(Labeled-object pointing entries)
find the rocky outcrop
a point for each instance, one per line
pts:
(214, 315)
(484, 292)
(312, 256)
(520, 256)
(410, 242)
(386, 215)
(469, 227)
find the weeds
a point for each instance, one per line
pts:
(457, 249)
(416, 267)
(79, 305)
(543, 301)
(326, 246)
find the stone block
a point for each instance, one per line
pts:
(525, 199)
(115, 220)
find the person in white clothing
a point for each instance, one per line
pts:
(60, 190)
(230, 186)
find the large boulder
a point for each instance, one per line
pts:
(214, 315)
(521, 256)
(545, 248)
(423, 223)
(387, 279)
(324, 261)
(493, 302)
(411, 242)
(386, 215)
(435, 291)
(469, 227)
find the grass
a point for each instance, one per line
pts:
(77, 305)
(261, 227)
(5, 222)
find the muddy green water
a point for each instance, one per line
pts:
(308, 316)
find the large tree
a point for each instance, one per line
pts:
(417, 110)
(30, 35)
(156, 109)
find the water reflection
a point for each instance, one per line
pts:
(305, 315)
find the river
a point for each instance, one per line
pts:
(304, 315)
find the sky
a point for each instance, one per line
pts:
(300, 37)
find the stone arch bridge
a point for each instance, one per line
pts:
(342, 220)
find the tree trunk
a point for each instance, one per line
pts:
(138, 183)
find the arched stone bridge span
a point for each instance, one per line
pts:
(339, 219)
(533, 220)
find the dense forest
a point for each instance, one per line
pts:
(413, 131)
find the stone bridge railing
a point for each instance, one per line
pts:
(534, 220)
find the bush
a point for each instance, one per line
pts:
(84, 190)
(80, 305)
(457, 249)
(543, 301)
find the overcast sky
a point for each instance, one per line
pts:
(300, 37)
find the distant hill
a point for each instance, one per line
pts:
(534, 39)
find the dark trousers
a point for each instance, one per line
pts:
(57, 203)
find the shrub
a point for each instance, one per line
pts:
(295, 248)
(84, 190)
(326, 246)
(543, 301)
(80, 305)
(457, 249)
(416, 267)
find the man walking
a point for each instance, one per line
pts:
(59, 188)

* TASK OBJECTIVE *
Reproduce the listing from the line containing "find the dense forest" through the end of the listing, replacing "overcast sky" with "cloudy sky" and leaving everything else unchanged.

* SOLUTION BELOW *
find the dense forest
a point for each instance, one per line
pts:
(413, 131)
find the stone bridge railing
a point for each instance, one per line
pts:
(534, 220)
find the bush
a point for each instance, one per line
pts:
(84, 190)
(80, 305)
(457, 249)
(543, 301)
find the cloudy sky
a point for each instance, one per line
pts:
(300, 37)
find the distant hill
a point for each instance, one per line
pts:
(534, 39)
find the dark trousers
a point for each instance, one per line
pts:
(57, 203)
find the shrub
a point for each instance, one per line
pts:
(295, 248)
(84, 190)
(326, 246)
(543, 301)
(80, 305)
(457, 249)
(416, 267)
find the man walking
a point for each instance, one per line
pts:
(59, 188)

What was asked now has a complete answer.